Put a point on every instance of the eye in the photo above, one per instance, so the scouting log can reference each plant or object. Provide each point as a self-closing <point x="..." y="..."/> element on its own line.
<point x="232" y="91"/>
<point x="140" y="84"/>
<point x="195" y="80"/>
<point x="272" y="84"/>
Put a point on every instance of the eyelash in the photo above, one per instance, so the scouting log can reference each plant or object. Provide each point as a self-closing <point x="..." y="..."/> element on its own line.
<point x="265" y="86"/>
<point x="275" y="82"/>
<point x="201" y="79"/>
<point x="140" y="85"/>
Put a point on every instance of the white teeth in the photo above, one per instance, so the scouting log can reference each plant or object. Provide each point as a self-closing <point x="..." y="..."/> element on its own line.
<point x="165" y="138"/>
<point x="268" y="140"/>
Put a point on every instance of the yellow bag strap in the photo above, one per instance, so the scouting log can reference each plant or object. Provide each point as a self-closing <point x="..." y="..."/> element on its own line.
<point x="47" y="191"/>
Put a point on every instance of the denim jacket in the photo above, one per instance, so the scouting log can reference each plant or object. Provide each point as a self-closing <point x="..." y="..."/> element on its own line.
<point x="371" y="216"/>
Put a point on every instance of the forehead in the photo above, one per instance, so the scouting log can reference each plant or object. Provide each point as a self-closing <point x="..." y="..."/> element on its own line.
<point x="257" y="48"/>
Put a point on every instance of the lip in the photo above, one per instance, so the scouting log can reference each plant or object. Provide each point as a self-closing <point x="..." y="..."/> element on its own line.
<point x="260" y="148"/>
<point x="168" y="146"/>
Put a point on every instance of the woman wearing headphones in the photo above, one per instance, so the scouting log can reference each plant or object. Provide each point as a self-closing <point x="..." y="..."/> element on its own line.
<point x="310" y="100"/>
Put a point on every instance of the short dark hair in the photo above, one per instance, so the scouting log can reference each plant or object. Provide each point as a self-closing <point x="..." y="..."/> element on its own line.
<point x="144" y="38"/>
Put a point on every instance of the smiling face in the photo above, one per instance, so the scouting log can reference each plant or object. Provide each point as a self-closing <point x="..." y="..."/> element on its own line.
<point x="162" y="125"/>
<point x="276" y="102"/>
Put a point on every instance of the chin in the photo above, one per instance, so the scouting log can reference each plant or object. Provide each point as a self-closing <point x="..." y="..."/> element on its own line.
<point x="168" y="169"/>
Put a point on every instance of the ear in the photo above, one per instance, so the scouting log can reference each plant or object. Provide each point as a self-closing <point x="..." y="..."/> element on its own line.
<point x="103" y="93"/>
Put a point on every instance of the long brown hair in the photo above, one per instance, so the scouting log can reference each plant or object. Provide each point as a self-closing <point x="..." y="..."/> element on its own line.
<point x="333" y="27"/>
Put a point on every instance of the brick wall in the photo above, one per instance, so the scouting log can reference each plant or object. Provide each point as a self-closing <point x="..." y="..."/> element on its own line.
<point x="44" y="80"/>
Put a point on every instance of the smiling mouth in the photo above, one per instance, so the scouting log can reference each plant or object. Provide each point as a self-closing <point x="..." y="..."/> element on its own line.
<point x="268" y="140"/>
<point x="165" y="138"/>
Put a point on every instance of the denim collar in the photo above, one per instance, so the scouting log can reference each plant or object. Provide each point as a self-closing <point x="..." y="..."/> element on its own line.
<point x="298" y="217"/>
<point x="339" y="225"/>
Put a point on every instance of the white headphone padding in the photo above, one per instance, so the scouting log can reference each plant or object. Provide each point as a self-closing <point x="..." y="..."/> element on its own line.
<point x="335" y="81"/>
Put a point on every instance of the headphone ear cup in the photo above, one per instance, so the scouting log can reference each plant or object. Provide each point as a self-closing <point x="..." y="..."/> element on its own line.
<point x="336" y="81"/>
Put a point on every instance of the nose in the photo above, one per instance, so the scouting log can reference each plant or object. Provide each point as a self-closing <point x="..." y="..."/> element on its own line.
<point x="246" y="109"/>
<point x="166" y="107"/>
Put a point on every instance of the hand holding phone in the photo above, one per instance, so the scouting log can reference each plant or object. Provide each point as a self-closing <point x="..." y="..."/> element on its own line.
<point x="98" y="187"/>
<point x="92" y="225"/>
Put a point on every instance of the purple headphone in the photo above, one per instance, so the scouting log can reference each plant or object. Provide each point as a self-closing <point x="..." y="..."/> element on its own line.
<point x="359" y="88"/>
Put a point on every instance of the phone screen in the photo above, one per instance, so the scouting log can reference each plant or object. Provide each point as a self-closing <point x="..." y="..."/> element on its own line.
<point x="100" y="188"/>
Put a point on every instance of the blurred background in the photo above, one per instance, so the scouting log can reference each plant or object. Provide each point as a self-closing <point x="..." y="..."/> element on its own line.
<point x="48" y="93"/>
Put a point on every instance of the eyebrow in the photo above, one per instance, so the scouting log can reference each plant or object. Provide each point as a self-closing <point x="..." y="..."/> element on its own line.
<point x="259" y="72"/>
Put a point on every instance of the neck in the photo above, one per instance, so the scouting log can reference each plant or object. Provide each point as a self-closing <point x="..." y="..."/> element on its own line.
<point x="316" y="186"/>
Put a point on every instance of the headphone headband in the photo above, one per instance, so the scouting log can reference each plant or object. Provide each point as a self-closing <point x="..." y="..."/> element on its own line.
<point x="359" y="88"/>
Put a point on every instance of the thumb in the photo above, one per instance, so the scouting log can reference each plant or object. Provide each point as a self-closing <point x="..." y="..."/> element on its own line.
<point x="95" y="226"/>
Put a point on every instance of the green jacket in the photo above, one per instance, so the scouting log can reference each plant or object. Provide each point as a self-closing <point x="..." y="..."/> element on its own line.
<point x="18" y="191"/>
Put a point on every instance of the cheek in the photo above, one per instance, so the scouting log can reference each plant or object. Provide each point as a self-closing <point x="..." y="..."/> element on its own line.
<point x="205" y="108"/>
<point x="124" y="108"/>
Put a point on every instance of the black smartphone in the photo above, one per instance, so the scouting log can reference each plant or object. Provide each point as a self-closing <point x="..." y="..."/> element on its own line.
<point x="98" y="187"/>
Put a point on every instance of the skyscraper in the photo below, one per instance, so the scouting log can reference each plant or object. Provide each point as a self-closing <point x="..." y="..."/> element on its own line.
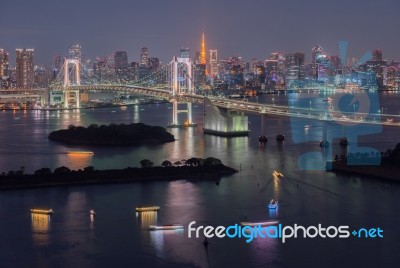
━━━━━━
▶ YOUR TASK
When you print the records above, keep them exact and leave out the pictures.

▶ RESPONSE AREA
Put a point on every instance of the eye in the photo above, one per instance, so the scouting log can reference each plant or object. Provide each point as a self-closing <point x="..." y="..."/> element on its own line.
<point x="232" y="91"/>
<point x="140" y="84"/>
<point x="195" y="80"/>
<point x="272" y="84"/>
Put a point on every instance of the eyelash in the photo above, one per instance, so the scouting log can reference each plant or object. Provide each point as a self-closing <point x="..." y="..."/> element on its own line.
<point x="265" y="86"/>
<point x="275" y="82"/>
<point x="201" y="79"/>
<point x="140" y="85"/>
Put a point on every instance of the white teeth in the photo above, one per instance, so the scouting log can reference each plant or object. Provide each point as a self-closing <point x="..." y="..."/> element on its own line.
<point x="165" y="138"/>
<point x="268" y="140"/>
Put a point on every instance of the yellow bag strap in the photo above, one per instance, so the scouting log can reference each plant or object. Provide each point as a self-closing <point x="..." y="..."/> element on its own line.
<point x="47" y="191"/>
Put a point on every instance of the denim jacket in the photo above, one per instance, so the scouting log can reference each plant or object. Provide each point as a self-closing <point x="..." y="..."/> element on its own line.
<point x="371" y="216"/>
Put a point on every instance of the forehead in the photo above, one per instance, so the scouting log can reference each plant or object. Provide each point as a self-closing <point x="..." y="..."/> element on its own line.
<point x="257" y="48"/>
Put a point on every instance of the lip in the photo above, one per instance, so the scouting log can reference each plant or object. Provide each point as a self-closing <point x="..." y="..."/> element on its own line.
<point x="260" y="148"/>
<point x="168" y="146"/>
Put a point on every instance of the woman wearing headphones in the photo above, one per instance, so the scouting log can reference each plant or object. Provide each point as a self-closing <point x="..." y="..."/> element on its own line.
<point x="310" y="100"/>
Put a point on every instance of the short dark hair in the photo above, one per instance, so the scouting log can reference each plant or object. Provide each point as a self-closing <point x="..." y="..."/> element on its own line.
<point x="144" y="38"/>
Put a point on every instance of the smiling face in the photo above, one per instance, so the scouting log can reference each plant or object. Provide each point as a self-closing <point x="..." y="..."/> element on its own line.
<point x="162" y="125"/>
<point x="276" y="102"/>
Put a point on every instance of the chin in the photo above, one per instance, so the scouting log can reference each plant or object. Provide each point as a self-closing <point x="..." y="..."/> element on its own line.
<point x="168" y="169"/>
Put a point on every instance of the ear in the photo above, one per instance, so the scouting log can reference each plant or object. Provide each point as a self-closing <point x="..." y="..."/> element on its own line.
<point x="103" y="93"/>
Put a point on every instance of the long brown hair in the photo above, one per instance, so the scouting log can reference each plant or object. Provide each point as a self-closing <point x="..." y="..."/> element on its own line.
<point x="333" y="27"/>
Put a point on every instance of the brick wall in the photo above, one per instance, so the scouting log can reference each plant or object. Provide each point as a self-closing <point x="..." y="..."/> element on its own line.
<point x="44" y="80"/>
Put a point on every instance of the smiling mouth in the photo above, one per instance, so the scouting log can reference each plant or object. Provide each point as a self-closing <point x="..." y="..."/> element on its own line.
<point x="268" y="140"/>
<point x="165" y="138"/>
Put a point on every instance of the denim collar in the photo above, one per instance, so the scouting log can reference each plant or object. Provide each point as a self-closing <point x="..." y="..."/> element on its own line.
<point x="298" y="217"/>
<point x="339" y="225"/>
Put a point on every instance of the white headphone padding in the photo above, one per instance, so the scouting log can reference each plant or object. Provide each point as a self-closing <point x="..." y="..."/> element on its own line.
<point x="335" y="81"/>
Put a point on every instance of the headphone ear cup in the photo above, one per instance, so the scouting log can reference each plant or object. Provide each point as a self-closing <point x="..." y="..."/> element on its own line.
<point x="336" y="81"/>
Put a point on every instance of the nose in the photo above, one per instance, so the scouting log can reference each plant or object. Provide each point as a self-closing <point x="..." y="..."/> element on its own line.
<point x="246" y="109"/>
<point x="166" y="107"/>
Put a point on every instance of the hand holding phone in the photo above, one per instance, so the scouting log can reference each plant or object. Provide each point as a self-closing <point x="..." y="..."/> element on its own line.
<point x="98" y="187"/>
<point x="92" y="225"/>
Put a point on every instance of the purple headphone in the photo above, one per instance, so the scouting log can reference each plant or object. Provide each point as a self-closing <point x="..." y="..."/> element on its own line.
<point x="359" y="88"/>
Put a point on every instance of the phone screen in the photo above, one per instance, so the scouting log can reference each plant or object. Provide each point as a self-closing <point x="..." y="..."/> element on its own line.
<point x="100" y="188"/>
Put a point on every instance of the blurred background in the photo above, one per instance, so the scouting log can reference each plant or object. Provide each point as a self-closing <point x="..." y="..."/> element on its own line.
<point x="48" y="93"/>
Put a point on every instance of the eyebrow in the photo above, one per instance, so the scouting log can reference each plant or object. Provide each point as a self-closing <point x="..." y="..."/> element on its own line.
<point x="259" y="72"/>
Put a point on every instance of the neck in the photo above, one per instance, so the scouting log can reference each plant or object. Provide each point as a self-closing <point x="..." y="..."/> element on its own line.
<point x="316" y="186"/>
Put a point on every instance of the headphone headband in the photo above, one per instance, so the scouting log can reference each plant or object. Provide each point as a self-closing <point x="..." y="..."/> element on its own line.
<point x="359" y="88"/>
Put a point on every instance of the thumb in the photo above, one per instance, so the scouting log can reference each plant or object. Provide each point as a self-closing <point x="..." y="..."/> element on its own line.
<point x="95" y="226"/>
Put a point on every instance of the green jacket in the photo above, one per instance, so the scouting log can reference each plant or object. Provide each point as a self-closing <point x="..." y="..."/> element on its own line.
<point x="18" y="191"/>
Put a point on every instance of the cheek in the photo above, one per instance, so the scouting log can reference each plant or object. Provide each point as a self-closing <point x="..." y="..."/> element on its own line.
<point x="205" y="108"/>
<point x="124" y="108"/>
Put a point on every instance of the black smartphone in the photo above, one per instance, so the scouting log can reference each plant or object. Provide each point as a self-closing <point x="..." y="..."/> element on its own line.
<point x="98" y="187"/>
Put a point on every instance of the skyscraper in the photo below, one per instance, so the scouting log can reference each plant or object. Provide each point as a self-closing <point x="..." y="..."/> element on its own line.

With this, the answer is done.